_Instruction_. Please scale the listing, starting at the line containing "Target: bell pepper stem" and ending at the last line of the listing. Reproduce every line in that span, requests included, with each point coordinate in the answers multiplied by 2.4 and rounded to a whole number, halves rounded up, and leave the pictures out of the answer.

_Dataset excerpts_.
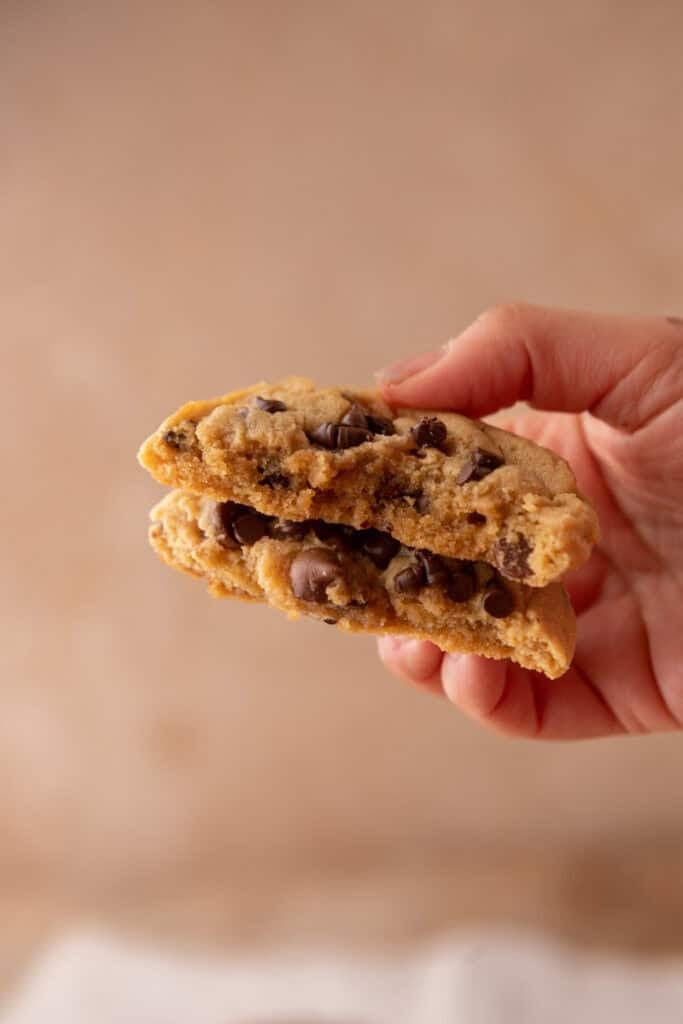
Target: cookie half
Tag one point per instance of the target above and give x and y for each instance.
(437, 481)
(364, 581)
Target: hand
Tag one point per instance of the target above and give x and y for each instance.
(611, 393)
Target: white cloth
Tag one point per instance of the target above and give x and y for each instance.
(480, 979)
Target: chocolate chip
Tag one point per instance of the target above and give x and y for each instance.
(333, 435)
(311, 572)
(250, 527)
(498, 601)
(512, 557)
(381, 425)
(355, 417)
(435, 568)
(476, 518)
(274, 479)
(180, 437)
(288, 529)
(430, 432)
(325, 435)
(461, 586)
(380, 547)
(222, 517)
(390, 487)
(410, 580)
(484, 573)
(479, 464)
(351, 436)
(269, 404)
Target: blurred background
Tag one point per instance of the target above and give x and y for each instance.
(197, 196)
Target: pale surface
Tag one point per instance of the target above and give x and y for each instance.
(195, 197)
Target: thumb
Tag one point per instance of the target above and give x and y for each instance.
(622, 369)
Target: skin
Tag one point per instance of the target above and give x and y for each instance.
(607, 395)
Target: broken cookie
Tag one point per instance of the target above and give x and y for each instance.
(442, 483)
(364, 581)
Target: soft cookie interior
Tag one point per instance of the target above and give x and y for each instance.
(364, 580)
(438, 482)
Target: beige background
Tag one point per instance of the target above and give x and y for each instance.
(196, 196)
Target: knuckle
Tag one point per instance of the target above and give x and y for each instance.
(506, 317)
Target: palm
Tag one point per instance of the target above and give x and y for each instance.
(626, 676)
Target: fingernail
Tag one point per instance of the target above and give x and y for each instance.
(420, 659)
(399, 372)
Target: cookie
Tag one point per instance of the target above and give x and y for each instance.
(441, 482)
(364, 581)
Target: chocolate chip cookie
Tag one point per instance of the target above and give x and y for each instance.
(364, 580)
(439, 482)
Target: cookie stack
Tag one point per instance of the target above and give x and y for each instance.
(326, 502)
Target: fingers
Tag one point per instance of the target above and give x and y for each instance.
(522, 704)
(416, 660)
(622, 369)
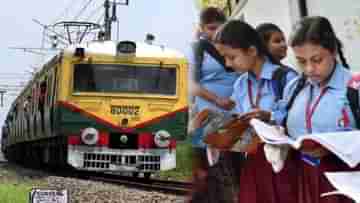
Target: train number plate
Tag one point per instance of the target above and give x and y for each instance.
(125, 110)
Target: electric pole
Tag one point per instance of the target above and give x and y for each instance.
(2, 92)
(109, 20)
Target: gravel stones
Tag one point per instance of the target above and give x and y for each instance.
(86, 191)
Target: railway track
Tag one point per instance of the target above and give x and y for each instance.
(165, 186)
(172, 187)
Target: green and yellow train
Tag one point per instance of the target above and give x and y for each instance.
(102, 106)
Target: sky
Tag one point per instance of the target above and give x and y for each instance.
(171, 21)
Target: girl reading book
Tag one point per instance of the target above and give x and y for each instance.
(318, 102)
(256, 96)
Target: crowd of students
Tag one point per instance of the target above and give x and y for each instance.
(233, 68)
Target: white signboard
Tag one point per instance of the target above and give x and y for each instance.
(48, 196)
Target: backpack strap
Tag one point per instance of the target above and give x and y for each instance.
(213, 52)
(198, 52)
(299, 86)
(352, 95)
(279, 80)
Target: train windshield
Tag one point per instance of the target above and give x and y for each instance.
(118, 78)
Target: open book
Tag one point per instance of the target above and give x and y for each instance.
(345, 145)
(346, 183)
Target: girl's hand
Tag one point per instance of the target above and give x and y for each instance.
(225, 103)
(313, 149)
(257, 113)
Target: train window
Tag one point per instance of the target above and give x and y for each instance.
(115, 78)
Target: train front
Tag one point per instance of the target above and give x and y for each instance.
(125, 107)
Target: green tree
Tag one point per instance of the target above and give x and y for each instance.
(226, 5)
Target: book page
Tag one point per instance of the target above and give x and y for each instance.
(346, 183)
(344, 144)
(270, 134)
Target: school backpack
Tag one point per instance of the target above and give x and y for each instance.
(202, 46)
(352, 95)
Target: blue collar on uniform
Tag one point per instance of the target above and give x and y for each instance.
(267, 70)
(337, 80)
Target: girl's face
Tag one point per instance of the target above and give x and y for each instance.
(241, 60)
(210, 29)
(316, 61)
(277, 45)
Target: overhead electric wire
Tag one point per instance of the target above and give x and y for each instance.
(64, 12)
(94, 12)
(87, 4)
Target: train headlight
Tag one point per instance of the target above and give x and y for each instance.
(162, 138)
(124, 139)
(90, 136)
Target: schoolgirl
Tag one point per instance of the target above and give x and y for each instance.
(256, 96)
(318, 102)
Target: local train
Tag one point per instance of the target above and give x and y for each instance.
(102, 106)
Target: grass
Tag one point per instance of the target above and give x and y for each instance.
(183, 170)
(14, 193)
(14, 187)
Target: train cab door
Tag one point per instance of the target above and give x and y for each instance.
(48, 104)
(32, 112)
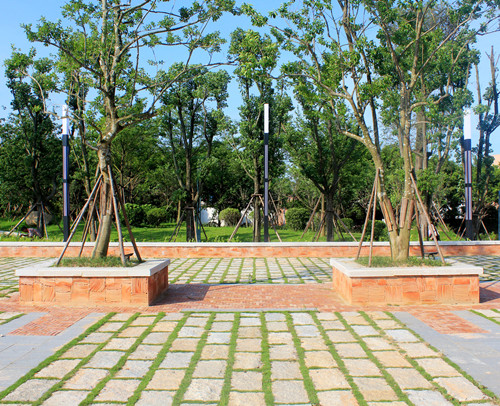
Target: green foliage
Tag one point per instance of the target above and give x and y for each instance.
(136, 214)
(156, 215)
(349, 223)
(379, 231)
(296, 218)
(230, 216)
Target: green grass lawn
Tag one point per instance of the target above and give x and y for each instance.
(166, 230)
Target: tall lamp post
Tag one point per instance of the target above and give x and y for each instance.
(65, 140)
(469, 226)
(266, 172)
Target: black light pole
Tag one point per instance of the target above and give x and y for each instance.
(469, 226)
(266, 172)
(65, 139)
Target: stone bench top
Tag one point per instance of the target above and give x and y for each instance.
(45, 269)
(355, 270)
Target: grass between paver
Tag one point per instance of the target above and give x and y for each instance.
(427, 376)
(344, 323)
(55, 356)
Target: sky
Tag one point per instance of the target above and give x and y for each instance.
(14, 13)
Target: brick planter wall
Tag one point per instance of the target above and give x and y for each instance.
(139, 285)
(239, 250)
(422, 286)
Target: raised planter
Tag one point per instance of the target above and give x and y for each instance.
(138, 285)
(457, 283)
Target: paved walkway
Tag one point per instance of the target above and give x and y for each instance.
(259, 343)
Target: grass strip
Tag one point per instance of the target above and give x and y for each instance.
(388, 377)
(211, 273)
(158, 360)
(338, 359)
(226, 389)
(309, 270)
(54, 356)
(224, 274)
(266, 362)
(483, 389)
(186, 270)
(119, 365)
(268, 271)
(295, 270)
(194, 361)
(308, 383)
(486, 317)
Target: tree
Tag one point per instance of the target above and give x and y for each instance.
(335, 51)
(108, 41)
(321, 152)
(30, 154)
(192, 119)
(256, 58)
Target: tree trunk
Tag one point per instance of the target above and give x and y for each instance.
(329, 226)
(105, 203)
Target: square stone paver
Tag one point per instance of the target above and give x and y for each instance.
(427, 398)
(145, 351)
(204, 390)
(30, 390)
(185, 344)
(289, 392)
(166, 379)
(328, 379)
(85, 379)
(215, 352)
(282, 352)
(285, 370)
(409, 378)
(134, 369)
(350, 350)
(118, 390)
(65, 398)
(339, 336)
(377, 344)
(402, 336)
(280, 337)
(249, 344)
(375, 389)
(319, 359)
(174, 360)
(122, 344)
(247, 360)
(391, 359)
(418, 350)
(246, 381)
(337, 397)
(247, 398)
(437, 367)
(210, 369)
(155, 398)
(157, 338)
(361, 367)
(80, 351)
(461, 389)
(104, 359)
(58, 368)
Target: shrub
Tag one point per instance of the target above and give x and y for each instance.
(349, 223)
(156, 215)
(135, 213)
(379, 232)
(297, 217)
(230, 216)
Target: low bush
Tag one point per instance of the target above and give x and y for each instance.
(230, 216)
(297, 217)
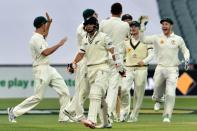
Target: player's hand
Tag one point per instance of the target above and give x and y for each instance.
(48, 18)
(62, 41)
(121, 70)
(141, 63)
(187, 65)
(143, 20)
(71, 68)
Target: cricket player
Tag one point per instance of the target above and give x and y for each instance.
(117, 30)
(137, 56)
(95, 47)
(44, 74)
(82, 86)
(166, 48)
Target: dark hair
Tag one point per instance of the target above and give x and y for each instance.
(39, 21)
(126, 17)
(116, 8)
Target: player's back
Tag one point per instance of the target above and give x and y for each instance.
(116, 29)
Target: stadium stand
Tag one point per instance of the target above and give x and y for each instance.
(184, 14)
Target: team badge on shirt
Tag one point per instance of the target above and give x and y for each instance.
(173, 42)
(134, 56)
(129, 49)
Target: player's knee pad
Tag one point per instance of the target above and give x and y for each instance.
(37, 98)
(158, 99)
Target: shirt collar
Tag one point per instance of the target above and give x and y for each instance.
(39, 35)
(116, 18)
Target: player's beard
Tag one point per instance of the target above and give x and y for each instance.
(91, 31)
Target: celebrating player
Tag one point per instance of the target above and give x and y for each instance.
(44, 74)
(166, 48)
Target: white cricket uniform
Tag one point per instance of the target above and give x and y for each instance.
(166, 73)
(44, 76)
(117, 30)
(81, 82)
(97, 56)
(135, 51)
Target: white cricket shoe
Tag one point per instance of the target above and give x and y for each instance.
(70, 116)
(132, 119)
(108, 125)
(11, 116)
(157, 106)
(88, 123)
(166, 119)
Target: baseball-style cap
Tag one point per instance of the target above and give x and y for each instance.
(126, 16)
(88, 13)
(167, 20)
(39, 21)
(135, 23)
(91, 20)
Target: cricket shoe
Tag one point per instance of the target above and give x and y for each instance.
(88, 123)
(157, 106)
(11, 116)
(166, 119)
(132, 119)
(70, 116)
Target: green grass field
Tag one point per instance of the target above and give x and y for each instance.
(184, 118)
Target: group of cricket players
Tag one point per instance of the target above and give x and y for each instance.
(113, 56)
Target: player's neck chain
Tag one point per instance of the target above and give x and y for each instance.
(134, 46)
(91, 39)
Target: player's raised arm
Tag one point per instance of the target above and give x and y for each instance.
(49, 21)
(52, 49)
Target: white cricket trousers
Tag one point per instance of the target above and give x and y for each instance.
(44, 76)
(112, 92)
(81, 90)
(98, 76)
(166, 76)
(138, 77)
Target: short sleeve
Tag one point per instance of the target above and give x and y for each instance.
(39, 45)
(108, 42)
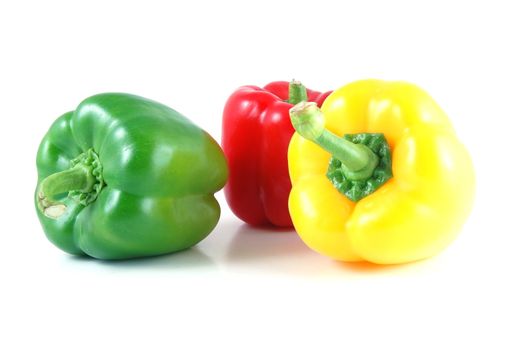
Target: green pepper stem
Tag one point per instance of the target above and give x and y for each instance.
(78, 178)
(358, 161)
(297, 92)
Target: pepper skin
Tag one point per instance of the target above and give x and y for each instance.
(124, 177)
(256, 135)
(412, 216)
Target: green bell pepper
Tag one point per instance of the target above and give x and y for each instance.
(123, 176)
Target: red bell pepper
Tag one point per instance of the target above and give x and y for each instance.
(256, 135)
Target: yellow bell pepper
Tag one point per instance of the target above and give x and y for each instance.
(416, 213)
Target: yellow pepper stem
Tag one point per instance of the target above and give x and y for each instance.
(358, 161)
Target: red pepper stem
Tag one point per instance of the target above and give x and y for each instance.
(358, 161)
(297, 92)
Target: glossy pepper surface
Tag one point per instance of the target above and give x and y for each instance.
(123, 176)
(414, 210)
(256, 136)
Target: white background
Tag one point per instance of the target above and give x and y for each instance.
(242, 287)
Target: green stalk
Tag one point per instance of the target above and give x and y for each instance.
(78, 178)
(297, 92)
(358, 161)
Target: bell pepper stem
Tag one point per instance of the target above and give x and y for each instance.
(358, 161)
(78, 178)
(297, 92)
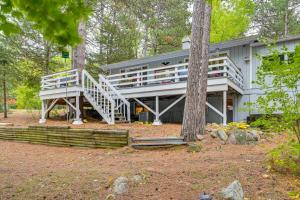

_Response_.
Target: bell pepper stem
Tag one point per instance of the target above and give x and y for each instance.
(859, 386)
(187, 427)
(713, 221)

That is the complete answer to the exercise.